_Exercise prompt:_
Tell how many lines in the data below contain "shadow", using one number as the whole reply.

[Dataset entries]
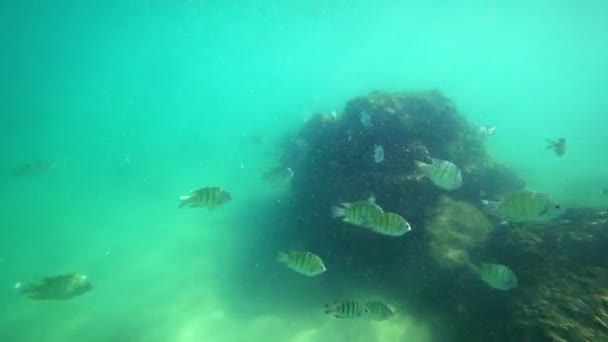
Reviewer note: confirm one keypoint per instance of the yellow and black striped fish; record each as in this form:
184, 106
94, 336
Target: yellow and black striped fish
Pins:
305, 263
209, 197
57, 287
379, 310
442, 173
526, 206
390, 224
347, 309
360, 213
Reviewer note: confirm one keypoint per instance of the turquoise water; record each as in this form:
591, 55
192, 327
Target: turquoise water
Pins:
138, 102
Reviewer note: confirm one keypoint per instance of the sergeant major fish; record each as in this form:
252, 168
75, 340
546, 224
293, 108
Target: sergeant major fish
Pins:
379, 310
378, 154
279, 174
365, 119
390, 224
209, 197
558, 146
442, 173
57, 287
360, 213
305, 263
524, 206
498, 276
347, 309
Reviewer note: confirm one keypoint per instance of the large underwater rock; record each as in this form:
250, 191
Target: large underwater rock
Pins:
455, 229
561, 265
333, 155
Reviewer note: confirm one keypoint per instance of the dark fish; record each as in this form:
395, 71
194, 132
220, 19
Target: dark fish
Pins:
57, 287
347, 309
209, 197
33, 168
558, 146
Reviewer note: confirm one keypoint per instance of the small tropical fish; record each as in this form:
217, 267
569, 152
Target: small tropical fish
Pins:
33, 168
525, 206
360, 213
498, 276
209, 197
347, 309
390, 224
442, 173
378, 153
57, 287
379, 310
558, 146
366, 119
279, 174
305, 263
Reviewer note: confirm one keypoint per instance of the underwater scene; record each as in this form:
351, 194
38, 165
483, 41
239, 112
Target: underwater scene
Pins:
303, 171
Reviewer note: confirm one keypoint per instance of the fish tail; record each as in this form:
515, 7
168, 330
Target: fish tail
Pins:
337, 211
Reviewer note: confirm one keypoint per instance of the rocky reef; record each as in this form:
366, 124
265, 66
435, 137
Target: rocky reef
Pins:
562, 274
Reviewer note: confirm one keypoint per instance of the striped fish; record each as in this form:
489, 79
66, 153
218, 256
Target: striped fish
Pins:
57, 287
379, 310
526, 206
347, 309
209, 197
360, 213
305, 263
442, 173
390, 224
498, 276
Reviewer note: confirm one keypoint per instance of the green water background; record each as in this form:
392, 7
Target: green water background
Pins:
140, 101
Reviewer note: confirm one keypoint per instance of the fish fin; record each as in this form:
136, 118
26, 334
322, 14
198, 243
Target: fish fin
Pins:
282, 257
337, 212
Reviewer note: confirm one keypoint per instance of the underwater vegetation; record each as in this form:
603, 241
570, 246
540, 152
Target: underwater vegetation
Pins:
515, 275
404, 208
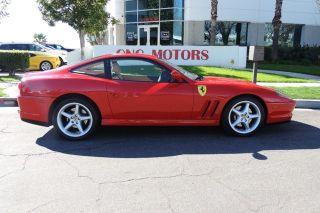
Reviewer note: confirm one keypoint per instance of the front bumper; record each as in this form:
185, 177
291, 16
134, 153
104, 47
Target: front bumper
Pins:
280, 112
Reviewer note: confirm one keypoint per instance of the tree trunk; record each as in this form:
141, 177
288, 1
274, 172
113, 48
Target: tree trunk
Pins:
214, 16
12, 73
82, 43
238, 32
276, 22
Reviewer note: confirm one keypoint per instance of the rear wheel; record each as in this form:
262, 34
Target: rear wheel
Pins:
45, 65
75, 119
243, 116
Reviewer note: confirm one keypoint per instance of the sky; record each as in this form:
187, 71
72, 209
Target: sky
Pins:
25, 19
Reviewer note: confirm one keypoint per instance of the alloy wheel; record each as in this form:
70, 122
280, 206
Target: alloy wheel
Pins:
74, 120
244, 117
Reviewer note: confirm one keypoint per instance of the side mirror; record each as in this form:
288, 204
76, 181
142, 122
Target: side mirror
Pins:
177, 76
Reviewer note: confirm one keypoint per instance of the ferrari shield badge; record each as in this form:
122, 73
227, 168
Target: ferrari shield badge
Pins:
202, 90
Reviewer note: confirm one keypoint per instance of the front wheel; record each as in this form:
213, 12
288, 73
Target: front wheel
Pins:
45, 65
243, 116
75, 119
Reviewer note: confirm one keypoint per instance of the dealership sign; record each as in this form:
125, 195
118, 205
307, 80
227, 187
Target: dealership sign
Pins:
227, 56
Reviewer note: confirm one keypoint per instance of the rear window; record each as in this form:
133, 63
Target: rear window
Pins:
93, 69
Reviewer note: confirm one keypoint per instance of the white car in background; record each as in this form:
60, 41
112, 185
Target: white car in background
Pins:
36, 47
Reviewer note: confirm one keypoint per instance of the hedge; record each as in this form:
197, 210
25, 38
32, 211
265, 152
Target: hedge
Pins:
14, 60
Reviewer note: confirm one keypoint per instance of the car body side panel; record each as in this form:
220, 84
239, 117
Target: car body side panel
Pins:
148, 100
90, 87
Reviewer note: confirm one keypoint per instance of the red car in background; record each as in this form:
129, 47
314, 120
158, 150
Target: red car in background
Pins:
134, 89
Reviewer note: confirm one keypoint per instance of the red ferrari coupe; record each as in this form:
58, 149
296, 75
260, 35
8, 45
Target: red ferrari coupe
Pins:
134, 89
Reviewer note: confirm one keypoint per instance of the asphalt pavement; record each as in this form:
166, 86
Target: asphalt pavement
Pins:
161, 169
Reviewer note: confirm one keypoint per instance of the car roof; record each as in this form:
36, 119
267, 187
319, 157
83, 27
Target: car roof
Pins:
19, 43
119, 55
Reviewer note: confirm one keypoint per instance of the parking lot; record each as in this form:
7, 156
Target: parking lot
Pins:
161, 169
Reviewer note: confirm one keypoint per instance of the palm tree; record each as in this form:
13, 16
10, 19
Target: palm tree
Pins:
214, 16
276, 22
3, 7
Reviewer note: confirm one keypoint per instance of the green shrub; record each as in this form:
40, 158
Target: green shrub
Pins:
14, 60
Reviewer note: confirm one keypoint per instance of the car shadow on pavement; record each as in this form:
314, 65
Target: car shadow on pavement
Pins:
149, 142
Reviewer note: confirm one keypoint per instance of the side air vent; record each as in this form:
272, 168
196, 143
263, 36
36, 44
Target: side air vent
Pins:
209, 109
206, 108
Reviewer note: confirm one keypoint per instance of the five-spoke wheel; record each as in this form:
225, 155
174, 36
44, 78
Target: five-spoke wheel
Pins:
45, 65
75, 119
243, 116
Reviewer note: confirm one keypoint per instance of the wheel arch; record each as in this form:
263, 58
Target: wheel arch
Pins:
263, 103
71, 95
43, 62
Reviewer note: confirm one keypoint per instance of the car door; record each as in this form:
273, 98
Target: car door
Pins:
137, 92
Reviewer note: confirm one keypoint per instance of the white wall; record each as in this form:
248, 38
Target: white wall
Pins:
255, 11
231, 56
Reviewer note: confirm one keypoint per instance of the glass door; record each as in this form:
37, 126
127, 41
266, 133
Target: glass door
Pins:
149, 35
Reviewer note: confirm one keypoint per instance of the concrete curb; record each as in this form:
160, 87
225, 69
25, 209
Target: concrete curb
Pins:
8, 102
308, 104
301, 103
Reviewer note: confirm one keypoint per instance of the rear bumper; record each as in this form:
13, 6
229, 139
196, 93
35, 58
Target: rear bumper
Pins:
280, 112
35, 109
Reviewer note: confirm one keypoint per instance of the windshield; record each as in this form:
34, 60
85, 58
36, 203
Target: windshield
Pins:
184, 72
44, 47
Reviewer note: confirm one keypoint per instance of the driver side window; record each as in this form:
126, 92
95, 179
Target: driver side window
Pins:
138, 70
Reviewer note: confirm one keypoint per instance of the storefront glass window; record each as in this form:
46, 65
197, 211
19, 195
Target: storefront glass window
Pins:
228, 33
171, 33
131, 17
131, 5
172, 3
148, 4
290, 35
167, 14
131, 34
148, 15
171, 14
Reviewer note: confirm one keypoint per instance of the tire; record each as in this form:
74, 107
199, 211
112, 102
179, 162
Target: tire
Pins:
243, 116
45, 65
74, 124
61, 62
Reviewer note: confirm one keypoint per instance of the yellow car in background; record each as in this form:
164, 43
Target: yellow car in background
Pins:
43, 61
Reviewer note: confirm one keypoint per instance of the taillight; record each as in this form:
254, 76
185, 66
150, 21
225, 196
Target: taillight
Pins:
20, 88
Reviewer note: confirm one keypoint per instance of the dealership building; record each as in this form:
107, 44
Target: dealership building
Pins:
187, 22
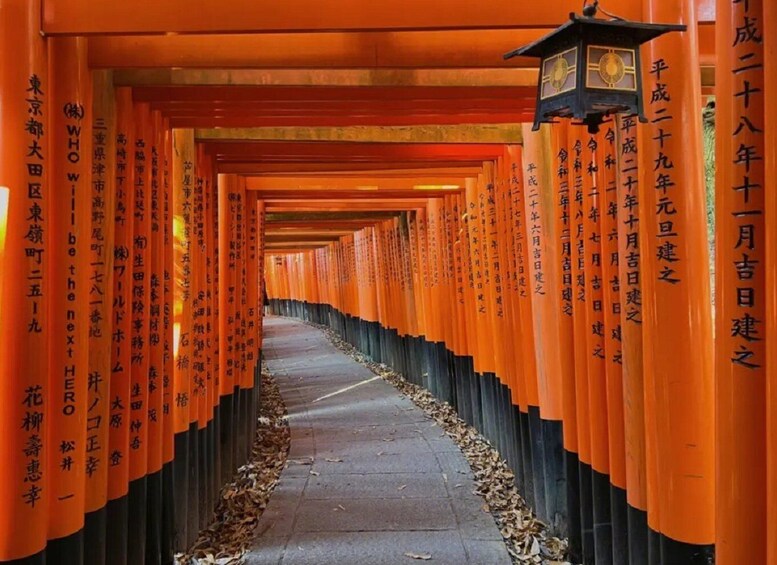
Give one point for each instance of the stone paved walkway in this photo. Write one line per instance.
(370, 477)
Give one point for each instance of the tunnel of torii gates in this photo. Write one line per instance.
(372, 162)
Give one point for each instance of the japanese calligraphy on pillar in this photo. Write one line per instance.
(607, 163)
(534, 226)
(68, 348)
(121, 317)
(628, 202)
(745, 302)
(141, 278)
(563, 211)
(33, 398)
(101, 285)
(665, 246)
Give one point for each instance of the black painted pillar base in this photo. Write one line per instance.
(168, 513)
(675, 552)
(116, 532)
(538, 462)
(137, 520)
(193, 494)
(37, 559)
(66, 550)
(520, 480)
(587, 512)
(620, 526)
(154, 519)
(555, 477)
(95, 531)
(574, 529)
(526, 456)
(180, 491)
(602, 518)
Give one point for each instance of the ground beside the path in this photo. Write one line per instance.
(370, 478)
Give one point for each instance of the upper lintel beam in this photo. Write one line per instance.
(87, 17)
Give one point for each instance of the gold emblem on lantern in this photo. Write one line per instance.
(611, 68)
(558, 73)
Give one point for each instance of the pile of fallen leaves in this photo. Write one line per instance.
(526, 536)
(242, 501)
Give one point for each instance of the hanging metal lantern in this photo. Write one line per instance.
(590, 68)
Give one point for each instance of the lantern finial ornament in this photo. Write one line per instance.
(590, 67)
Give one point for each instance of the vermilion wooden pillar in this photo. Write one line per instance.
(156, 343)
(631, 334)
(68, 276)
(770, 215)
(542, 225)
(168, 397)
(103, 202)
(121, 319)
(676, 291)
(562, 190)
(606, 162)
(182, 202)
(24, 324)
(740, 290)
(770, 266)
(580, 330)
(139, 335)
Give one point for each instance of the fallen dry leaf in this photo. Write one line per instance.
(232, 528)
(526, 536)
(421, 556)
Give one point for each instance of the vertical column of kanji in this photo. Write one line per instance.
(68, 277)
(211, 339)
(542, 223)
(452, 327)
(226, 339)
(488, 238)
(503, 281)
(198, 493)
(155, 339)
(608, 230)
(483, 293)
(516, 335)
(242, 310)
(139, 336)
(677, 313)
(566, 352)
(261, 266)
(252, 315)
(24, 237)
(770, 265)
(103, 201)
(523, 324)
(740, 290)
(168, 325)
(631, 334)
(460, 350)
(182, 234)
(597, 380)
(581, 331)
(213, 260)
(414, 370)
(121, 322)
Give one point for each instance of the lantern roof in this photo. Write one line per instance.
(584, 26)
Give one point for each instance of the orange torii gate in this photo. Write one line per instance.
(555, 290)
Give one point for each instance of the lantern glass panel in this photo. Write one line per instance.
(559, 73)
(611, 68)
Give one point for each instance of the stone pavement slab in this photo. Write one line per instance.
(370, 478)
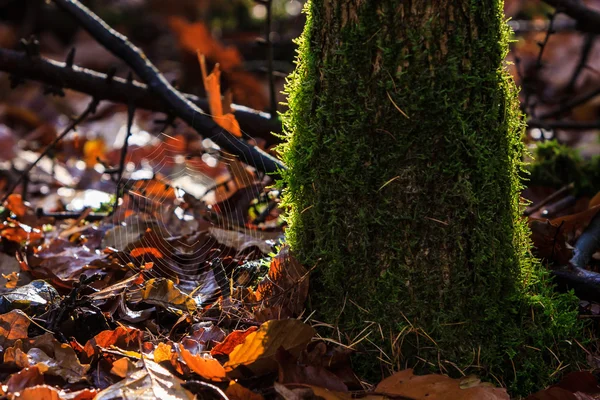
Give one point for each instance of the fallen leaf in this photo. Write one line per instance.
(23, 379)
(40, 392)
(437, 387)
(60, 360)
(151, 382)
(15, 204)
(235, 391)
(257, 352)
(163, 352)
(122, 337)
(13, 326)
(123, 367)
(231, 341)
(212, 86)
(163, 292)
(290, 371)
(287, 283)
(204, 365)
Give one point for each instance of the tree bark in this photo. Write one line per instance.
(404, 153)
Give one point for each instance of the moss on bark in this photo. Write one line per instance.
(403, 142)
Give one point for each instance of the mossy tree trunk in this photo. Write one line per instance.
(404, 153)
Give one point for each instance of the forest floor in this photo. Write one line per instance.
(141, 259)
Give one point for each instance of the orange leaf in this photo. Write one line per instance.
(25, 378)
(212, 85)
(123, 367)
(122, 337)
(15, 204)
(163, 352)
(208, 368)
(141, 251)
(13, 326)
(439, 387)
(259, 349)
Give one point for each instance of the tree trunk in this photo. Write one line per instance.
(404, 152)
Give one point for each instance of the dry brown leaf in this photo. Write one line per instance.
(123, 367)
(438, 387)
(40, 392)
(290, 371)
(212, 86)
(235, 391)
(13, 326)
(151, 382)
(257, 352)
(162, 292)
(287, 284)
(231, 341)
(122, 337)
(23, 379)
(15, 204)
(163, 352)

_Worked solution:_
2